Records for the task section start

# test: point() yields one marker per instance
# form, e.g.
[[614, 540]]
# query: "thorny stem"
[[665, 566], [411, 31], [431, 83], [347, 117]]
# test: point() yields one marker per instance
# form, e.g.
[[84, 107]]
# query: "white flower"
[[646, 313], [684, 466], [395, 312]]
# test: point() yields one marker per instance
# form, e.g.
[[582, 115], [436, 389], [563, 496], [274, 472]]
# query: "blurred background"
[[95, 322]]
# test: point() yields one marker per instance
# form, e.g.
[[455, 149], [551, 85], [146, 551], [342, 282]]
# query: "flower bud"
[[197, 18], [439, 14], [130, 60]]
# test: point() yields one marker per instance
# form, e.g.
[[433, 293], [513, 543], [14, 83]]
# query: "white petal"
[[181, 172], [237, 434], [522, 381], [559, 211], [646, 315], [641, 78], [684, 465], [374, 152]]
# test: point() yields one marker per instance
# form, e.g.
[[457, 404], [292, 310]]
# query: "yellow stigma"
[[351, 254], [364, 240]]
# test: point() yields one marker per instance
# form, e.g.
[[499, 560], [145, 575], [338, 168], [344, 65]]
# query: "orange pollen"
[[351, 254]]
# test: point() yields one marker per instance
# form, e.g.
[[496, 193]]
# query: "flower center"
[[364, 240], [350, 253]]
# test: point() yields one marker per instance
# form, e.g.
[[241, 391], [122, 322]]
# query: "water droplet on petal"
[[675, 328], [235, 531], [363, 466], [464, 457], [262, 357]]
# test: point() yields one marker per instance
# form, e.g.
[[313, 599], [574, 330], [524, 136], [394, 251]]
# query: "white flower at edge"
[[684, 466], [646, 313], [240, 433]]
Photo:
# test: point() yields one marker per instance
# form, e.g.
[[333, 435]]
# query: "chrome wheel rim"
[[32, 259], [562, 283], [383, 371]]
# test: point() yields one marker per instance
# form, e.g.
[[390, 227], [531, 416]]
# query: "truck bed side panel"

Records for the task section end

§ **Assignment**
Each entry needs to be given again exactly as it stands.

§ **Result**
# test: point() yields one marker per instance
# form, e.g.
[[614, 540]]
# query: "thorny stem"
[[665, 566], [411, 31], [431, 83], [347, 117]]
# test: point() yields one marker per instance
# form, e.g.
[[84, 107]]
# query: "white flower"
[[646, 313], [684, 466], [395, 312]]
# test: point() yields one marker per instance
# form, e.g.
[[582, 115], [436, 389], [563, 496], [274, 472]]
# query: "blurred background"
[[95, 322]]
# test: point() yields one marker per instance
# form, e.g.
[[455, 149], [551, 85], [146, 551], [342, 282]]
# query: "flower bud"
[[197, 18], [439, 14], [130, 60]]
# test: point() yields one marker per instance
# form, e.g.
[[433, 293], [513, 543], [14, 83]]
# query: "white petal"
[[181, 172], [237, 434], [522, 381], [559, 211], [646, 315], [641, 78], [684, 465], [374, 152]]
# test: point() yields one marker per instance
# form, e.g.
[[457, 404], [292, 310]]
# query: "yellow stigma"
[[351, 254], [364, 240]]
# test: point() yields one marker per instance
# form, e.g.
[[499, 560], [145, 575], [338, 168], [344, 65]]
# query: "orange pollen"
[[351, 254]]
# test: point() yields one marker per instance
# form, e.g.
[[496, 193]]
# query: "flower center"
[[364, 240], [350, 253]]
# test: point() yields one marker per instance
# form, e.g.
[[241, 391], [122, 322]]
# query: "water droplet on petal"
[[675, 328], [235, 531], [363, 466], [464, 457], [262, 357]]
# test: point() yields one marker per instance
# form, e.g.
[[313, 599], [574, 330], [524, 136], [394, 251]]
# query: "white flower at edge"
[[684, 466], [646, 313], [240, 433]]
Photo:
# test: point() yields one marker per instance
# form, e.g.
[[333, 435]]
# query: "chrome wheel rim"
[[32, 259], [562, 283], [383, 371]]
# test: point() yields one marker per instance
# form, e.g.
[[390, 227], [531, 416]]
# query: "truck bed side panel"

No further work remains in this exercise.